**JOBS:**
**a.** According to the EV home charging cost article, what efficiency factor is typical for Level 2 home charging?
**b.** From the EV home charging cost article, return the passage starting at "Energy from wall: 36" and ending at "efficiency and rate.".
**c.** Extend the EV home charging cost article past its final sentence.

**TEXT SECTION:**
━━━━━━━━━━━━━━━━━━━━
How Much Does It Cost to Charge an EV at Home?

Charging an EV at home costs the energy you add times your electricity rate, plus a small loss for charging inefficiency. Enter your own rate and the math is straightforward and exact.

Results are estimates for planning and education, based on your inputs and standard engineering values (AWG resistance, NEC ampacity, resistivity). Electrical work can be dangerous and is governed by the NEC and your local code — verify all sizing with a licensed electrician and your authority having jurisdiction (AHJ). Not a substitute for professional design.

The basic idea: energy times your rate

Charging an electric vehicle at home is, at heart, the same calculation as running any appliance: the energy you draw from the wall multiplied by the price you pay per kilowatt-hour. The only wrinkles are that you usually charge a portion of the battery (say 20% to 80%) rather than the whole thing, and that some energy is lost as heat during charging so the wall draws a little more than reaches the battery. This site never hardcodes electricity prices: you enter your own rate, which keeps the answer correct no matter how tariffs change.

The formulas

Start with the energy that must reach the battery:

energy to battery = battery kWh × (target% − start%) / 100

Account for charging losses with an efficiency factor (about 0.9 is typical for Level 2 home charging) to get the energy actually pulled from the wall:

energy from wall = energy to battery / efficiency

Then the cost is just the wall energy times your rate, and the charge time is the battery energy divided by the charger’s power:

cost = energy from wall × rate | charge time = energy to battery / charger kW

Worked example: 60 kWh battery, 20% to 80%

Take a 60 kWh battery charged from 20% to 80% on a 7.2 kW Level 2 charger at 90% efficiency, and suppose your rate is $0.15 per kWh (substitute your own):

Energy to battery: 60 × (80 − 20) / 100 = 60 × 0.6 = 36 kWh.
Energy from wall: 36 / 0.9 = 40 kWh.
Cost: 40 × $0.15 = $6.00.
Charge time: 36 / 7.2 = 5.0 hours.

So this 60% top-up adds about 36 kWh to the battery, pulls 40 kWh from the wall, costs six dollars at the example rate, and takes five hours. The EV Charging Cost calculator runs these numbers with your battery size, charge window, charger power, efficiency and rate.

Why home charging is cheap

Home charging is almost always the least expensive way to fuel an EV, because residential electricity rates are far below the per-kWh price of public DC fast charging. Charging overnight on an off-peak or time-of-use rate, where available, cuts the cost further — you simply enter that lower rate. Because you supply the rate, the calculator reflects your exact situation, including solar self-consumption (enter a very low or zero rate for energy you generate yourself).
━━━━━━━━━━━━━━━━━━━━
**GIVEN INFORMATION:**

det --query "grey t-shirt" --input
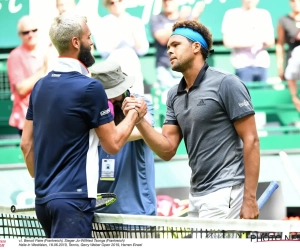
[150,13,177,68]
[165,64,254,196]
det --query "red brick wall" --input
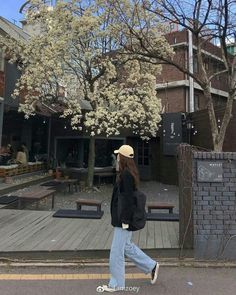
[157,87,186,113]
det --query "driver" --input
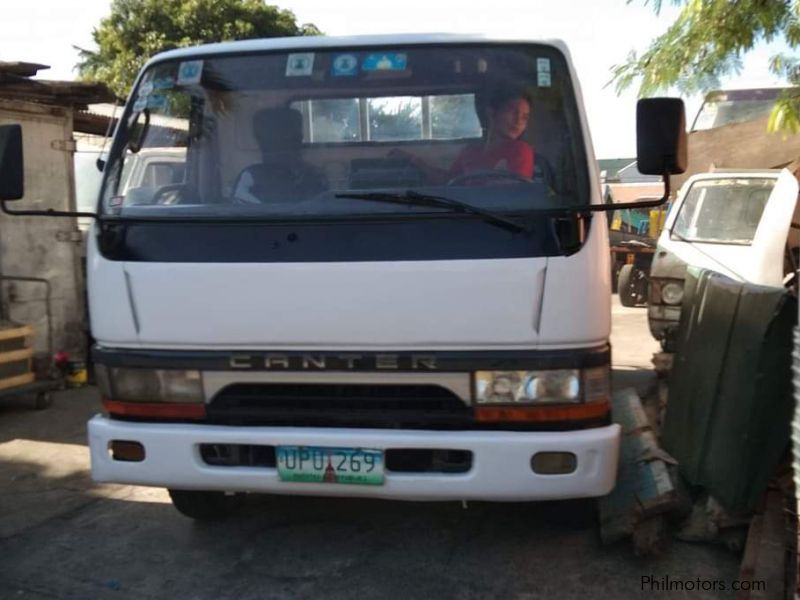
[390,89,534,183]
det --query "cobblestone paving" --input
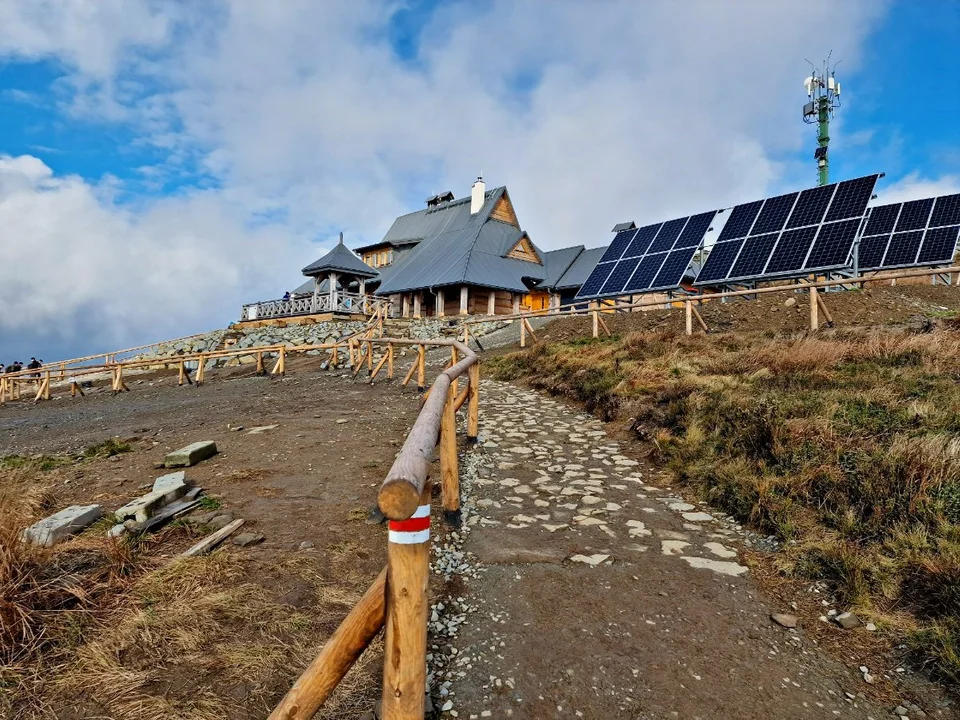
[430,381,886,718]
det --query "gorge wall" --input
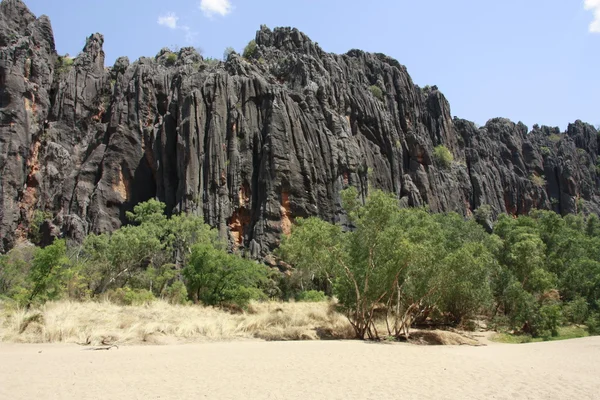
[0,0,600,257]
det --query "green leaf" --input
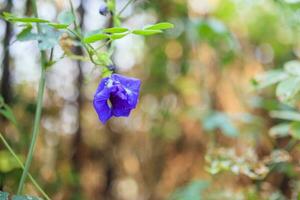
[290,122,300,140]
[12,195,42,200]
[83,33,109,43]
[202,112,238,137]
[3,12,49,23]
[17,25,32,41]
[254,70,288,89]
[269,123,290,138]
[145,22,174,30]
[97,52,112,66]
[270,110,300,122]
[110,32,128,40]
[284,60,300,76]
[103,27,129,33]
[132,29,162,36]
[0,191,9,200]
[276,77,300,103]
[10,17,49,23]
[57,11,75,24]
[48,23,69,29]
[170,180,210,200]
[37,25,61,50]
[0,150,21,173]
[0,191,42,200]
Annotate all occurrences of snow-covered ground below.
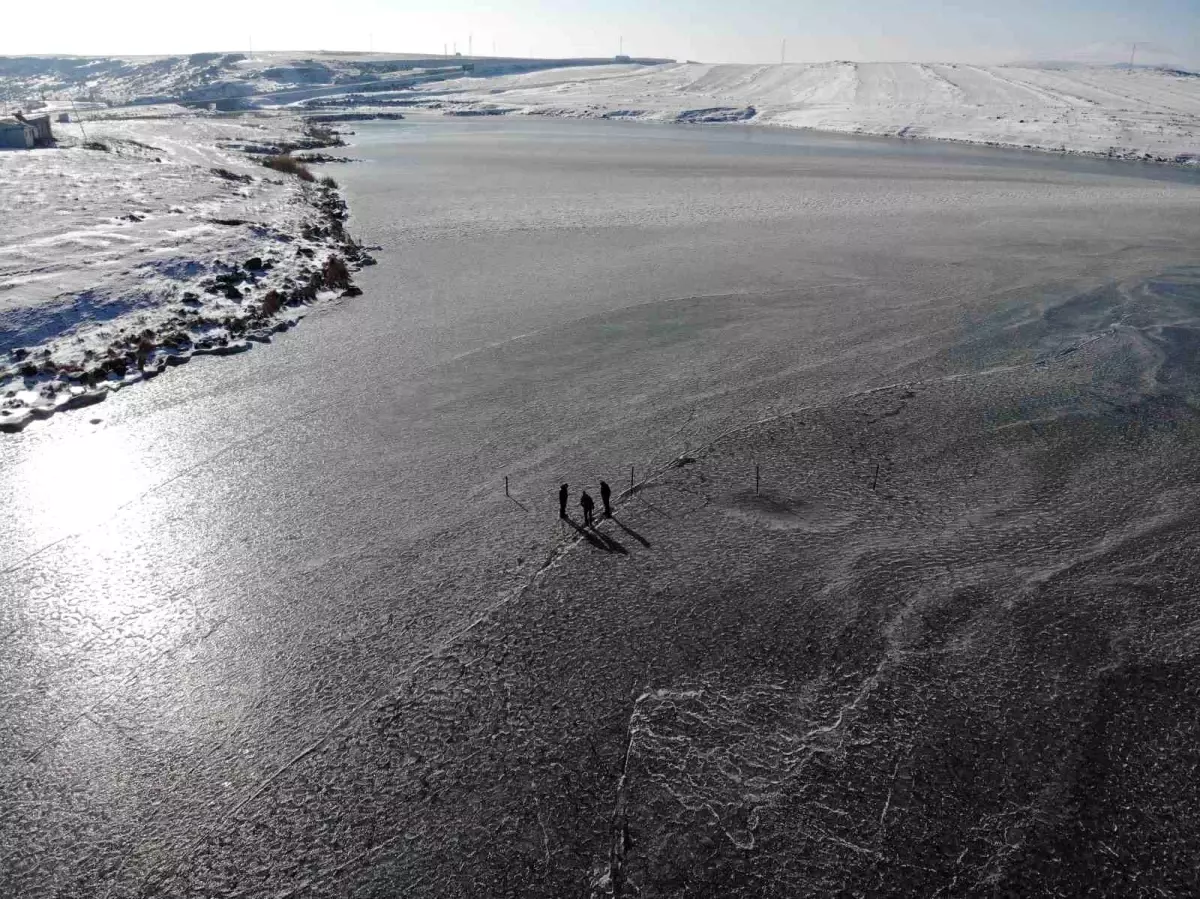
[415,62,1200,162]
[0,107,367,430]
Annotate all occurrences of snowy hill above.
[0,53,662,107]
[415,61,1200,160]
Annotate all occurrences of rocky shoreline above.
[0,124,374,433]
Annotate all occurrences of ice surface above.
[0,121,1200,899]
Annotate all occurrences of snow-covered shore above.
[414,61,1200,163]
[0,107,368,431]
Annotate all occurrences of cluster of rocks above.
[0,125,374,431]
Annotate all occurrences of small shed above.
[0,119,35,150]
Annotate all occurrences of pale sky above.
[0,0,1200,66]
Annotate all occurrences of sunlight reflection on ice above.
[22,427,152,553]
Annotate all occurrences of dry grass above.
[263,154,317,181]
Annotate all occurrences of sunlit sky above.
[0,0,1200,66]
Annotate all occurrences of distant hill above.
[0,53,668,107]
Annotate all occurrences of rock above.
[320,256,350,289]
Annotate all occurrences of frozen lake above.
[0,115,1200,897]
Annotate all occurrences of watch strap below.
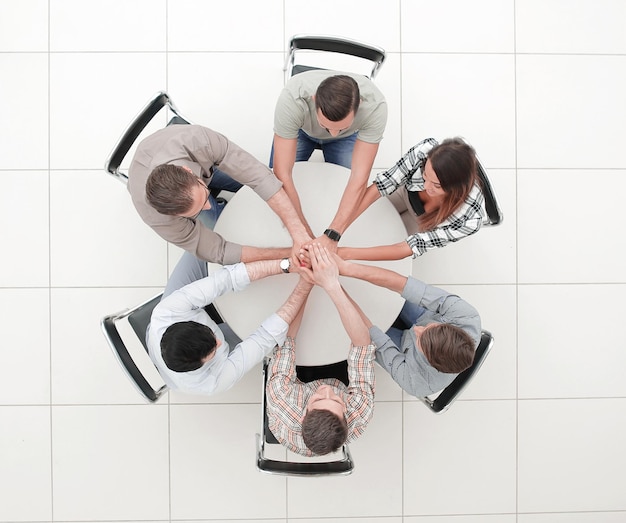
[324,229,341,242]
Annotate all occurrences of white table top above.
[209,162,412,365]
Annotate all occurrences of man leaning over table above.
[146,252,310,395]
[267,243,376,456]
[128,125,310,264]
[270,69,387,252]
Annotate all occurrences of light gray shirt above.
[128,125,282,264]
[274,69,387,143]
[146,263,289,395]
[370,276,481,398]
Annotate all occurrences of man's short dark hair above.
[419,323,475,374]
[161,321,217,372]
[302,409,348,456]
[315,74,361,122]
[146,164,199,216]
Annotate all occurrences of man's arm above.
[328,139,378,234]
[303,243,370,346]
[337,241,413,261]
[333,254,408,294]
[267,188,313,262]
[273,134,314,238]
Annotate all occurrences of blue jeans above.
[198,169,243,229]
[270,129,356,169]
[386,301,426,347]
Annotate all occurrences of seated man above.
[267,244,375,456]
[270,70,387,252]
[128,125,310,264]
[146,253,310,395]
[334,255,481,398]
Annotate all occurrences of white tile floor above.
[0,0,626,523]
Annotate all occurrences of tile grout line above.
[513,0,519,522]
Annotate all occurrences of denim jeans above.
[270,129,356,169]
[386,301,426,347]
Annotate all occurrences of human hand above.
[306,242,339,291]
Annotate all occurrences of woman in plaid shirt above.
[338,138,485,260]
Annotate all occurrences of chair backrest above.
[419,330,493,414]
[101,294,167,403]
[256,358,354,477]
[104,91,191,183]
[283,34,385,80]
[477,162,504,226]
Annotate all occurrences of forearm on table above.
[325,282,370,346]
[341,263,408,294]
[329,142,378,234]
[337,241,413,261]
[241,245,291,263]
[267,188,310,241]
[276,279,311,324]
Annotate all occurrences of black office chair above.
[283,35,385,80]
[419,330,493,414]
[100,294,167,403]
[104,91,191,183]
[100,294,224,403]
[256,358,354,477]
[477,162,504,226]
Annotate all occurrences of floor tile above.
[0,289,50,406]
[0,406,52,521]
[518,398,626,521]
[287,402,402,519]
[0,0,48,51]
[402,54,516,169]
[50,288,160,405]
[168,53,283,165]
[516,55,626,169]
[170,405,286,520]
[167,0,284,52]
[519,285,626,398]
[0,171,50,287]
[403,401,516,516]
[50,171,167,287]
[52,405,169,521]
[50,0,166,52]
[400,0,515,53]
[50,53,166,170]
[518,170,626,284]
[517,512,624,523]
[0,53,48,170]
[515,0,626,54]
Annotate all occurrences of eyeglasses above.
[187,180,211,220]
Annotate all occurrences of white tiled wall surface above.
[0,0,626,523]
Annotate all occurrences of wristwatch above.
[324,229,341,242]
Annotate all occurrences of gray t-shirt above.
[370,276,481,398]
[274,69,387,143]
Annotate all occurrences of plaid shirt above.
[267,337,376,456]
[374,138,485,258]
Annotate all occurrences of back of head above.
[146,164,198,216]
[420,323,475,374]
[315,74,361,122]
[161,321,217,372]
[418,138,479,231]
[302,409,348,456]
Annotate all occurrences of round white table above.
━━━━━━━━━━━━━━━━━━━━
**EXERCISE ANSWERS:**
**a.** About 0.9.

**b.**
Energy from wall: 36 / 0.9 = 40 kWh.
Cost: 40 × $0.15 = $6.00.
Charge time: 36 / 7.2 = 5.0 hours.

So this 60% top-up adds about 36 kWh to the battery, pulls 40 kWh from the wall, costs six dollars at the example rate, and takes five hours. The EV Charging Cost calculator runs these numbers with your battery size, charge window, charger power, efficiency and rate.

**c.**
Charge time and charger level

Charge time depends on the charger’s power, not the cost. A Level 1 (120 V) charger delivers roughly 1.4 kW and is slow — good for overnight top-ups of a few percent. A Level 2 (240 V) home charger delivers anywhere from 3.8 to 11.5 kW and handles a full daily replenishment overnight. In the example, halving the charger to 3.6 kW would double the time to 10 hours while leaving the cost unchanged, because the same energy is delivered either way.

Cost per mile, the figure that matters

The cost of a single charge is useful, but the number that lets you compare an electric car with a gasoline one is the cost per mile. To find it, divide the energy a trip consumes by the distance, then multiply by your rate. Many electric vehicles use somewhere around a quarter to a third of a kilowatt-hour per mile, so a car that uses thirty kilowatt-hours per hundred miles costs thirty times your rate to drive that hundred miles. Because you supply the rate, the calculator reflects your exact situation, and the comparison with gasoline becomes a simple matter of dividing the fuel cost per mile each way. For most drivers on residential power the electric cost per mile comes out a fraction of the gasoline figure.

Why off-peak rates change everything

Charging is one of the few large household loads you can shift in time, and that flexibility is valuable wherever a utility offers time-of-use pricing. If overnight power is cheaper than daytime power, scheduling the charge for the off-peak window can cut the cost of every mile substantially, and most vehicles and home chargers can be set to start at a chosen hour. Because the calculator takes the rate you enter, you can run the numbers at your peak rate and again at your off-peak rate to see the difference in dollars over a year of driving. This is also where home charging pulls furthest ahead of public fast charging, which is priced for convenience rather than for the low overnight cost of residential energy.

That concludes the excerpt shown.